**Set exercise**: Retype the line where "segment: black and white husky" appears and each line that follows it down to the last line of the records below. Leave the pictures out.

Stored items:
● ● ● ●
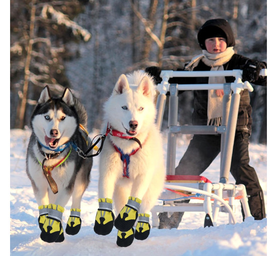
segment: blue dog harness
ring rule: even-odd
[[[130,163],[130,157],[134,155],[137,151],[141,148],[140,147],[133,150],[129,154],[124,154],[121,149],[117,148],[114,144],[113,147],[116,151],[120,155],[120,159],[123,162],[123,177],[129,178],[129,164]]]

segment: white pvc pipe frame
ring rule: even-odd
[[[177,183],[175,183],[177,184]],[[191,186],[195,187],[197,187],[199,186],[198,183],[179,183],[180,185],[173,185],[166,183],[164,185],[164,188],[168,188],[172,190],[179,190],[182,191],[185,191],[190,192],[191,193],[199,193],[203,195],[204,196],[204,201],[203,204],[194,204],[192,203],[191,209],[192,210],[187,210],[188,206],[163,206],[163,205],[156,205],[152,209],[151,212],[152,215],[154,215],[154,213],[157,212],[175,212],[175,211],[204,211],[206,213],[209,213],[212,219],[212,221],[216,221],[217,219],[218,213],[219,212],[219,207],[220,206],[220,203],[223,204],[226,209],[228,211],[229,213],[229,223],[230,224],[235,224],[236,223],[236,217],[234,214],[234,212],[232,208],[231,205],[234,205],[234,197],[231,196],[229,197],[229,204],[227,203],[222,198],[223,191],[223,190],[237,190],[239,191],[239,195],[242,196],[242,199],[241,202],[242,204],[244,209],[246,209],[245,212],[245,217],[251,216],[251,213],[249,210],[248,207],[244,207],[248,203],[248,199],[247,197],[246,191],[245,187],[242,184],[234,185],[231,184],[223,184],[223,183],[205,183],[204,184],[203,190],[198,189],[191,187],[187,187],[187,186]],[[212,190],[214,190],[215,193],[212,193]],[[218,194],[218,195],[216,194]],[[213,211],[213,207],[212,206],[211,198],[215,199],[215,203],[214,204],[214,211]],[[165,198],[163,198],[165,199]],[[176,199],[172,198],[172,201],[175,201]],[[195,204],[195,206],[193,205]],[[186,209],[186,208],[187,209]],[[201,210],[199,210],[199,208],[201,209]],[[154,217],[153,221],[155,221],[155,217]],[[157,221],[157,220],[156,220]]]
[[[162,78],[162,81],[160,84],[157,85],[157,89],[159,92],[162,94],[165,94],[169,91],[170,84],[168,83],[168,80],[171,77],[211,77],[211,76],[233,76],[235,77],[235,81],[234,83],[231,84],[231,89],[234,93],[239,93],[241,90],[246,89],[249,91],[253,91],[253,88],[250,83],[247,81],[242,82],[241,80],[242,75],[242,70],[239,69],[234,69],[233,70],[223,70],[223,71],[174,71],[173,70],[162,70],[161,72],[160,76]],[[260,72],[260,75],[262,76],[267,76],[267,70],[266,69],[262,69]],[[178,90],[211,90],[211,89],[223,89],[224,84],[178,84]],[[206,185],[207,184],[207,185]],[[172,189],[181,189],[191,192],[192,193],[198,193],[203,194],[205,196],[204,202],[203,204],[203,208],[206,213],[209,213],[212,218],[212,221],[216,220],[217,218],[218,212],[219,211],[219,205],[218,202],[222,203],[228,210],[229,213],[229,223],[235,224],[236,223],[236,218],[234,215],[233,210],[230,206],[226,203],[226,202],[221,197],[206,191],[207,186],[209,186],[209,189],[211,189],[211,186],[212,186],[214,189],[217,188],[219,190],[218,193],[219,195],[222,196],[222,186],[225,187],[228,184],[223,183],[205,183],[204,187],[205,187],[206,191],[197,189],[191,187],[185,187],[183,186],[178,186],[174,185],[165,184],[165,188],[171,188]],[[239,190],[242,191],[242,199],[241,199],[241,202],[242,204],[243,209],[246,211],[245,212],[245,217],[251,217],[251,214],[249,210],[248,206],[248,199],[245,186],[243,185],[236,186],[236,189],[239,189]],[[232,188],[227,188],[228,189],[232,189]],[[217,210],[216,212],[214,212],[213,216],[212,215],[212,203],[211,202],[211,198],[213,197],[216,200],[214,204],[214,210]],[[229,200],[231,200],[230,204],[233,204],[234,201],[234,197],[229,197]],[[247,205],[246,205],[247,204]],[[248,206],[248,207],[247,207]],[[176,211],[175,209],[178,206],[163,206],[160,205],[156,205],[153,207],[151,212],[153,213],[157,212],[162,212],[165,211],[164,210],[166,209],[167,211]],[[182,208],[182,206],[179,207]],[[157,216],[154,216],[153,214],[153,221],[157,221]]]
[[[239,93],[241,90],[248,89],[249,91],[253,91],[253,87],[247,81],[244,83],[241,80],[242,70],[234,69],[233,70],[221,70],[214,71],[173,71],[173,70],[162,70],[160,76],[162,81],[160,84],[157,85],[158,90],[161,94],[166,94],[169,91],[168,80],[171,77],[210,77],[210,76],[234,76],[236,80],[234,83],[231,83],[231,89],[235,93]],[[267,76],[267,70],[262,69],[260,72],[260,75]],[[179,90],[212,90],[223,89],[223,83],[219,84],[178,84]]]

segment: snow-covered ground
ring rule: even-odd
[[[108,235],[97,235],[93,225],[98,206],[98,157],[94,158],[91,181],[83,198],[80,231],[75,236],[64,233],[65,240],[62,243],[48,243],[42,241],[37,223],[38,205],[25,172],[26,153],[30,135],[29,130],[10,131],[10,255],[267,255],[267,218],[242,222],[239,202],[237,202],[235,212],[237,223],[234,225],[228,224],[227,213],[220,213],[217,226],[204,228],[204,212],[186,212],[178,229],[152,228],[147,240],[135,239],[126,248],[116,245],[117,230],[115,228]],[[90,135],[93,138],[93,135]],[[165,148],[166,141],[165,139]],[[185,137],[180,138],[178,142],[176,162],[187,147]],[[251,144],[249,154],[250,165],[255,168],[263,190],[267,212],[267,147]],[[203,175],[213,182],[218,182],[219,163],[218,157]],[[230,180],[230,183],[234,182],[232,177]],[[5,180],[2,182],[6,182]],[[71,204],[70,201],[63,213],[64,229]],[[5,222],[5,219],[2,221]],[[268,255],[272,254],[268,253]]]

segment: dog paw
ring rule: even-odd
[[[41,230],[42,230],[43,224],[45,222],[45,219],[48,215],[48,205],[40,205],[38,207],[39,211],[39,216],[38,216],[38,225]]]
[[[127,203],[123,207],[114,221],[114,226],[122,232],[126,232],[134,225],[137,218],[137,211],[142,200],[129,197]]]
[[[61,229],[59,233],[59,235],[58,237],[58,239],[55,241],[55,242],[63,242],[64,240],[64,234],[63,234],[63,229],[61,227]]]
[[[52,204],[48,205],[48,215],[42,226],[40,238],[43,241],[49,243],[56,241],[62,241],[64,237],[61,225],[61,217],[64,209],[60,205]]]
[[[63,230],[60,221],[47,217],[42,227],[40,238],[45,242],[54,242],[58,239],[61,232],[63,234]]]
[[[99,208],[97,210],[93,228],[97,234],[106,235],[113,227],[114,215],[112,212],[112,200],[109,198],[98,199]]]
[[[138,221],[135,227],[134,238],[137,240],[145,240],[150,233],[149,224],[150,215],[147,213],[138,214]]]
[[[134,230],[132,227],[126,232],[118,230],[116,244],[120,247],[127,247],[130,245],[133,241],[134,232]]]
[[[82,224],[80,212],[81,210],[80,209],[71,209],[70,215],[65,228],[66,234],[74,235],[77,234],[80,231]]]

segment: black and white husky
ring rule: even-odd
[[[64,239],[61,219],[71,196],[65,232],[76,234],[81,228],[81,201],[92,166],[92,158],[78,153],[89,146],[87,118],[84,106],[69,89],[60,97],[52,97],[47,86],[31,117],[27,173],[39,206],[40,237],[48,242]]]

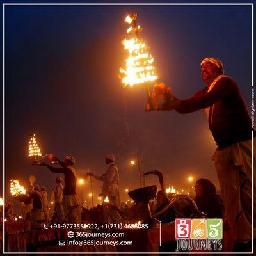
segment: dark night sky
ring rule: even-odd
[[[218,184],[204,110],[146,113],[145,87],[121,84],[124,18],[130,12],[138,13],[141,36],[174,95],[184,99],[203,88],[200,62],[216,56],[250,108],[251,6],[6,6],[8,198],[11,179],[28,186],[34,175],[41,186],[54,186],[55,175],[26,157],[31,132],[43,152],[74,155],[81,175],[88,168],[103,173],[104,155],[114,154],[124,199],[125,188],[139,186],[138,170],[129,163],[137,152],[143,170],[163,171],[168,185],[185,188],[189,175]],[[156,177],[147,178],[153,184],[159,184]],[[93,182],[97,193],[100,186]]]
● ● ● ●
**Written solution**:
segment: black and white husky
ring rule: even-odd
[[[64,239],[61,219],[71,196],[65,232],[76,234],[81,228],[81,201],[92,166],[92,158],[78,153],[89,146],[87,118],[84,106],[69,89],[60,97],[52,97],[47,86],[31,117],[27,173],[39,206],[40,237],[48,242]]]

segment: dark night sky
ring rule: even-odd
[[[218,184],[204,110],[146,113],[145,87],[121,84],[124,18],[130,12],[138,13],[141,36],[174,95],[184,99],[203,88],[200,62],[216,56],[250,108],[251,6],[6,6],[8,198],[11,179],[28,186],[34,175],[41,186],[54,186],[55,175],[26,157],[31,132],[43,152],[74,155],[81,175],[88,168],[103,173],[104,155],[114,154],[124,199],[125,188],[139,186],[138,170],[129,163],[137,152],[143,170],[163,171],[168,185],[185,188],[189,175]],[[156,177],[147,178],[153,184],[159,184]],[[93,182],[97,193],[100,186]]]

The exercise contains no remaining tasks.